(Dataset entries)
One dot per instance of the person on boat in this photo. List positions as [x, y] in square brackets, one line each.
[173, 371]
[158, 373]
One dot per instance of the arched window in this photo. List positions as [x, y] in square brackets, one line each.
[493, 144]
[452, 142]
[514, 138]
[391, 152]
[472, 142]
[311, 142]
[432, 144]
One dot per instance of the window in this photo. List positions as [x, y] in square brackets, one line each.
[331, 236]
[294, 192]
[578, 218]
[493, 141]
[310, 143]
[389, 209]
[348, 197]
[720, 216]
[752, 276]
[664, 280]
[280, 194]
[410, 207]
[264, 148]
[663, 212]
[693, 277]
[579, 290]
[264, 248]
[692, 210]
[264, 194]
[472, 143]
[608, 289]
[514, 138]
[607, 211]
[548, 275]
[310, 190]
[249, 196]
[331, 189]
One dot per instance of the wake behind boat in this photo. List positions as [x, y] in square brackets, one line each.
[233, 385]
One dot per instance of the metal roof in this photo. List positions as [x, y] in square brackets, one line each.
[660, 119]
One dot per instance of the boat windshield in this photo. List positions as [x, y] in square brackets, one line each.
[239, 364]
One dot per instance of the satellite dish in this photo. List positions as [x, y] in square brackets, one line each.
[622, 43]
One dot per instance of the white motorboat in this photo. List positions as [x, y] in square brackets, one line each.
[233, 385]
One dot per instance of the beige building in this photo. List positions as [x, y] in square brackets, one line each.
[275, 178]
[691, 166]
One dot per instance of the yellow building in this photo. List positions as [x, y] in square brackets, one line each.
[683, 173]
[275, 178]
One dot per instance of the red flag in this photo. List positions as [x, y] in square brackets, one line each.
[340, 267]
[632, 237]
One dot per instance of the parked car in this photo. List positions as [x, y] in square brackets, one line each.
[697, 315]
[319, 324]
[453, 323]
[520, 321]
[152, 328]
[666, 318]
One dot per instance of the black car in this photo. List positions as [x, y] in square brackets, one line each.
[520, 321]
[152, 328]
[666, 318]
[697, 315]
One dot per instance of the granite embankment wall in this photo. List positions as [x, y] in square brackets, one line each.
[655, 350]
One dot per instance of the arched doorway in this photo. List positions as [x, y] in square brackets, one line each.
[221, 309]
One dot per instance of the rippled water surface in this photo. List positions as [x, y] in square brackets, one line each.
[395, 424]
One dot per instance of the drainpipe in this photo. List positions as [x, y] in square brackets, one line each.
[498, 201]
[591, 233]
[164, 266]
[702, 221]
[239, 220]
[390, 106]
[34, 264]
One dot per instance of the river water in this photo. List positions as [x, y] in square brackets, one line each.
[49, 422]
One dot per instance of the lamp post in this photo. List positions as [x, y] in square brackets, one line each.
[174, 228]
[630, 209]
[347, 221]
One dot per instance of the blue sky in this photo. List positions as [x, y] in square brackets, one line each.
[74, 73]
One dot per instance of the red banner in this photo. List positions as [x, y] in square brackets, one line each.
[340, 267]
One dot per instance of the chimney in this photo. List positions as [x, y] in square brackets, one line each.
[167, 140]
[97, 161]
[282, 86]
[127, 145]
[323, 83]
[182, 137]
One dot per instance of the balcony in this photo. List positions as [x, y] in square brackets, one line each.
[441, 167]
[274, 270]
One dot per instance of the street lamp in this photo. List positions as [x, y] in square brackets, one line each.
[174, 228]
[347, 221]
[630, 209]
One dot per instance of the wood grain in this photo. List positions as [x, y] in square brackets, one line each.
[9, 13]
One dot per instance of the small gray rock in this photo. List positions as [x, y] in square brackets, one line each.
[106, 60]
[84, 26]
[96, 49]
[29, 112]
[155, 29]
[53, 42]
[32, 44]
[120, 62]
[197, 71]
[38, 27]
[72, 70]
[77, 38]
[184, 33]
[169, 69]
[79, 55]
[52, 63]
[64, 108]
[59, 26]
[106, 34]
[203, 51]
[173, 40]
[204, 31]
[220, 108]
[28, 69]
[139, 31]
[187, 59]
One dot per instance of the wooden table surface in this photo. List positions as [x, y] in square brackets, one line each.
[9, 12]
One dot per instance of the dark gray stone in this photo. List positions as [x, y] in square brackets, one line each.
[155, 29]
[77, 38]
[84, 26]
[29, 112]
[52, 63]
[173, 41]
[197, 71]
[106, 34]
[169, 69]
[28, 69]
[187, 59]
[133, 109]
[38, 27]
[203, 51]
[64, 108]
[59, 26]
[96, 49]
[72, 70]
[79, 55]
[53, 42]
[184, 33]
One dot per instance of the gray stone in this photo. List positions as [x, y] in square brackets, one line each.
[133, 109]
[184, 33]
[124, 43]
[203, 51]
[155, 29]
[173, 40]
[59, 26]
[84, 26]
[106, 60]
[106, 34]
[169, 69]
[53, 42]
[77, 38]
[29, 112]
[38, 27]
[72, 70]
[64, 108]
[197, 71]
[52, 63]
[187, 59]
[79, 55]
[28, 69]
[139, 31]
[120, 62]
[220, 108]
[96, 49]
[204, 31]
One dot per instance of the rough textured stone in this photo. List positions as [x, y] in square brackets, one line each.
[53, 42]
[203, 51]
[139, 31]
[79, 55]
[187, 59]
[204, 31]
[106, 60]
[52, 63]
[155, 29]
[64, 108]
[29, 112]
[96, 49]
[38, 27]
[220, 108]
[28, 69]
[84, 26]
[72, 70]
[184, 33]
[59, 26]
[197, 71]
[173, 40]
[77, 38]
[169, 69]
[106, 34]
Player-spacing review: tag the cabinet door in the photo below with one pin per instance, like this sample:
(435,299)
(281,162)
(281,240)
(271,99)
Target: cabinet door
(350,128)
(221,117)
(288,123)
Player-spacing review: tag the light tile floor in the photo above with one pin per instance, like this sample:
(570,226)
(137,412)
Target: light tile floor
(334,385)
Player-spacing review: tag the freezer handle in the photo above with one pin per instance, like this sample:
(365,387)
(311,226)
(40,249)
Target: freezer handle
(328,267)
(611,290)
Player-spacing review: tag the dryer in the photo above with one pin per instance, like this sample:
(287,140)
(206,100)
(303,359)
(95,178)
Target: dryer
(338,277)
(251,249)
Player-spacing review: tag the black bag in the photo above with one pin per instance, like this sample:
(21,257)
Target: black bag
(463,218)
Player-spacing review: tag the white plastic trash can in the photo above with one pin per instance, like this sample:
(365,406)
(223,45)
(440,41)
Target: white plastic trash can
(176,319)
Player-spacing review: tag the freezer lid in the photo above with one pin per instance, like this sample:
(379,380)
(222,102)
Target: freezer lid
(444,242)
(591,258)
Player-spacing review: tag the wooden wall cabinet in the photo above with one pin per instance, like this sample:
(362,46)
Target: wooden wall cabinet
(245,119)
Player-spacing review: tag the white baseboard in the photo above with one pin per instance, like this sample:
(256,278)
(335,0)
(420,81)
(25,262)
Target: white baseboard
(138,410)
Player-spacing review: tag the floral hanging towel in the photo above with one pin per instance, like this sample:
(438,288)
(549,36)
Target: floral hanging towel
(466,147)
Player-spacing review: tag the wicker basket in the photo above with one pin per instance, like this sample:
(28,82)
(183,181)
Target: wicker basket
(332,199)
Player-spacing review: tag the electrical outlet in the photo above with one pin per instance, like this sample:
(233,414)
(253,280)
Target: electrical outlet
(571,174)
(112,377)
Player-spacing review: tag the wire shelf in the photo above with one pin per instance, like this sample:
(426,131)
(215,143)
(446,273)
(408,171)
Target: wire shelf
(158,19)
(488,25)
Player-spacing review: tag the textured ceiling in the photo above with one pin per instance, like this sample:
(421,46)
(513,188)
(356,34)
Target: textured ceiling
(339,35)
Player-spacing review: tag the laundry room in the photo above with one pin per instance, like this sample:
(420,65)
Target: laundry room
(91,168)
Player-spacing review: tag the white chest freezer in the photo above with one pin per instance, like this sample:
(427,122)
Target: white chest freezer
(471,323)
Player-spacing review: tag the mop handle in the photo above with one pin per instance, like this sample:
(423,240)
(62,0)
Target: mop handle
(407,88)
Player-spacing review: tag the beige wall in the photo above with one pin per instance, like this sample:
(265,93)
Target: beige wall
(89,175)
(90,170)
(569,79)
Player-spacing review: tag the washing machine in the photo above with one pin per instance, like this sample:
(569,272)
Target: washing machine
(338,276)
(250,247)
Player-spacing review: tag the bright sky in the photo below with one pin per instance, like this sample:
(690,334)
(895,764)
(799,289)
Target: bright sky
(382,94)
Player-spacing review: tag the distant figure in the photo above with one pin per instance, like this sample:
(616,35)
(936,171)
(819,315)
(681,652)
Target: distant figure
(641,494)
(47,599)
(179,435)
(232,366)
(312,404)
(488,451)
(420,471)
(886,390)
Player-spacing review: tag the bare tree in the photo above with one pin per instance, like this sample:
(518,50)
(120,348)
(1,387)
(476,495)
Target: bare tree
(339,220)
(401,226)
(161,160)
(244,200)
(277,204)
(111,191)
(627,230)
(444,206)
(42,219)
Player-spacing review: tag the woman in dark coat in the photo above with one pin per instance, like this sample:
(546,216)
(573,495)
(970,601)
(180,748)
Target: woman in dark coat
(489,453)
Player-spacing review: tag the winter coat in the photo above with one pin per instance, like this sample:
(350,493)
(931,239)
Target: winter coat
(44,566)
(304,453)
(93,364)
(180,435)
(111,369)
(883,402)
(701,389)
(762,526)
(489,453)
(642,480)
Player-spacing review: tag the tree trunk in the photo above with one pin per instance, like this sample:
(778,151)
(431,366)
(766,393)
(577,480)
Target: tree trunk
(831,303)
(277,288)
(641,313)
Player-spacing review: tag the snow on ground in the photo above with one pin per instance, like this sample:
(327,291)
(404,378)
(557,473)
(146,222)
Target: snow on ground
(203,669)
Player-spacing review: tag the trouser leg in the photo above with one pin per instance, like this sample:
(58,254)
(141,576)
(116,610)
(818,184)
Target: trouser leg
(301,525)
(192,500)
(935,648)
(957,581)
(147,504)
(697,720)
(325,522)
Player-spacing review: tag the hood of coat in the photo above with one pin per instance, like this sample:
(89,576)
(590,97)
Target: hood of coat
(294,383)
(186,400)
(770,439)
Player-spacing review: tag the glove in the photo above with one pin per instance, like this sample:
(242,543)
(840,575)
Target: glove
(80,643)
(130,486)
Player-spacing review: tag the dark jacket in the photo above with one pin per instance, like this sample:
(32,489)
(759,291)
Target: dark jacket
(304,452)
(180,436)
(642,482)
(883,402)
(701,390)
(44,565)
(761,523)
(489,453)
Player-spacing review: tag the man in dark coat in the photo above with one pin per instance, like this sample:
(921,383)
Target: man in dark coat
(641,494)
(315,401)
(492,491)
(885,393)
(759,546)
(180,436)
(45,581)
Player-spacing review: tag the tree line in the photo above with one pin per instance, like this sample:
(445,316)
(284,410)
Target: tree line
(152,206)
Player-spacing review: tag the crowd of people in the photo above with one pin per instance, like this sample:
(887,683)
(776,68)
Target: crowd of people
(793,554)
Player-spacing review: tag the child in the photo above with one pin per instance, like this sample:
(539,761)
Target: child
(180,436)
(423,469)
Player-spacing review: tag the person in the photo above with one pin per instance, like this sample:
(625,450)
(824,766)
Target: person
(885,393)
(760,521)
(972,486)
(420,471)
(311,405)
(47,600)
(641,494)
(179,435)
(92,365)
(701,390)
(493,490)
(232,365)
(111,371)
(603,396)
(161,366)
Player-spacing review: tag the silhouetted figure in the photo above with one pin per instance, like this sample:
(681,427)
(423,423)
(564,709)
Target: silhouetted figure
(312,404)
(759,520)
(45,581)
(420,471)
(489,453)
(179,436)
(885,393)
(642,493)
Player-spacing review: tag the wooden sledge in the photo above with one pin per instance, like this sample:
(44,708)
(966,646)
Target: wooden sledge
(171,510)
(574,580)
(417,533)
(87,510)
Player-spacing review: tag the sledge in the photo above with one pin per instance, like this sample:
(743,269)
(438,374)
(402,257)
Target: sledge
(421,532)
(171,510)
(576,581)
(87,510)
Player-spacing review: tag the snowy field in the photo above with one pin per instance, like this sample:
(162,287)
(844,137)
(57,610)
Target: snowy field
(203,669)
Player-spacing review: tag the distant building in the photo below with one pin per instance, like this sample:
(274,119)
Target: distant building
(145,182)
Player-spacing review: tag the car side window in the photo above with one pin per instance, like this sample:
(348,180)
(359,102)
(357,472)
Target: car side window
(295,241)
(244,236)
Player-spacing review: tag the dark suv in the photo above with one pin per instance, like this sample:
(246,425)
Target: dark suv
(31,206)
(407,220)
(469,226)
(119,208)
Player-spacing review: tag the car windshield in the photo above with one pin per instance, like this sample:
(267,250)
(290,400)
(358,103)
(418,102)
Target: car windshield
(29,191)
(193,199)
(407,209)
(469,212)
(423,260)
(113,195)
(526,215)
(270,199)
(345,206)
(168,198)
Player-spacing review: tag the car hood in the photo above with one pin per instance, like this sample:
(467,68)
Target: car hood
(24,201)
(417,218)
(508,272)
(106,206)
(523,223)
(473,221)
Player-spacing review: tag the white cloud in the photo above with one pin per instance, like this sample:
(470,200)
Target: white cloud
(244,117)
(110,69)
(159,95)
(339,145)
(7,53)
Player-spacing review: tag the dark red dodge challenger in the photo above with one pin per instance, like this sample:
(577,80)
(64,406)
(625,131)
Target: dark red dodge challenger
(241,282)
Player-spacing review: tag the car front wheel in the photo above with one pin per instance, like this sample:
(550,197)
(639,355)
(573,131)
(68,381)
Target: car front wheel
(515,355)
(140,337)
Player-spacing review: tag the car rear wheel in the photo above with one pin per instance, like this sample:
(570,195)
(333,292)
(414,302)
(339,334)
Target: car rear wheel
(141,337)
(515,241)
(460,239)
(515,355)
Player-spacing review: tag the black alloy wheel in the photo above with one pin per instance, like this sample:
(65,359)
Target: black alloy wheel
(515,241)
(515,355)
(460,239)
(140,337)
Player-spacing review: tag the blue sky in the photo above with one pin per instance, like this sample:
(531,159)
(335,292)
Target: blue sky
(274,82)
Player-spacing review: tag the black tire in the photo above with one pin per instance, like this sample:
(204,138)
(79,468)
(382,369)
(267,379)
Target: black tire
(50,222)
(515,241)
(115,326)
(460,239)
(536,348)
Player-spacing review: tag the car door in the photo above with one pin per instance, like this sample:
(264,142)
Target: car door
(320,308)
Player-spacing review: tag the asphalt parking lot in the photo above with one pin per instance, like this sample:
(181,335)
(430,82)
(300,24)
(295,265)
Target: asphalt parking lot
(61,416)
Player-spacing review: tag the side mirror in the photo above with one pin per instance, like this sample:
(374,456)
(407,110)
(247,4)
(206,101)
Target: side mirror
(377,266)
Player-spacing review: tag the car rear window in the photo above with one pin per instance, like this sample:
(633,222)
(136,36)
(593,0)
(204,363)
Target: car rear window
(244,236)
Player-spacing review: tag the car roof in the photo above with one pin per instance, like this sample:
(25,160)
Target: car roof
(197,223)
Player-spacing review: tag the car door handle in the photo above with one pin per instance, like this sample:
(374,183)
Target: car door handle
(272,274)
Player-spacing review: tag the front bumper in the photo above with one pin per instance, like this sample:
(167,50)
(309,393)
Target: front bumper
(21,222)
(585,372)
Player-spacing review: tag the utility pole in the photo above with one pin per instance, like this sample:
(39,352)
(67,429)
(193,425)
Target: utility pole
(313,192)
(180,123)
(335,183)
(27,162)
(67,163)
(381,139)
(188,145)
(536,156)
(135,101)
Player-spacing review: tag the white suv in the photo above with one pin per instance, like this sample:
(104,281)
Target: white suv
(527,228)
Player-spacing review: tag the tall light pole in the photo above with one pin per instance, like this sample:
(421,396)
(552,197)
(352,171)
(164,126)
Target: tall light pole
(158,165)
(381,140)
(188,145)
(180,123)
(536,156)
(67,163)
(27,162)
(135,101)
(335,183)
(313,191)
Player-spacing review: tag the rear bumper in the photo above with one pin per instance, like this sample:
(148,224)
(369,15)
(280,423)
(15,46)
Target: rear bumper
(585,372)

- [Work task]: Some lines above contain the word "below". Copy each of them.

- [Answer area]:
Player-spacing review: tag the cabinet door in the photo below with one pin per instance, like this sample:
Player-spacing review: tag the bright sky in the photo below with one pin per instance, like this sample:
Player-spacing review: tag the distant building in the photo below with one pin per instance, like this sample:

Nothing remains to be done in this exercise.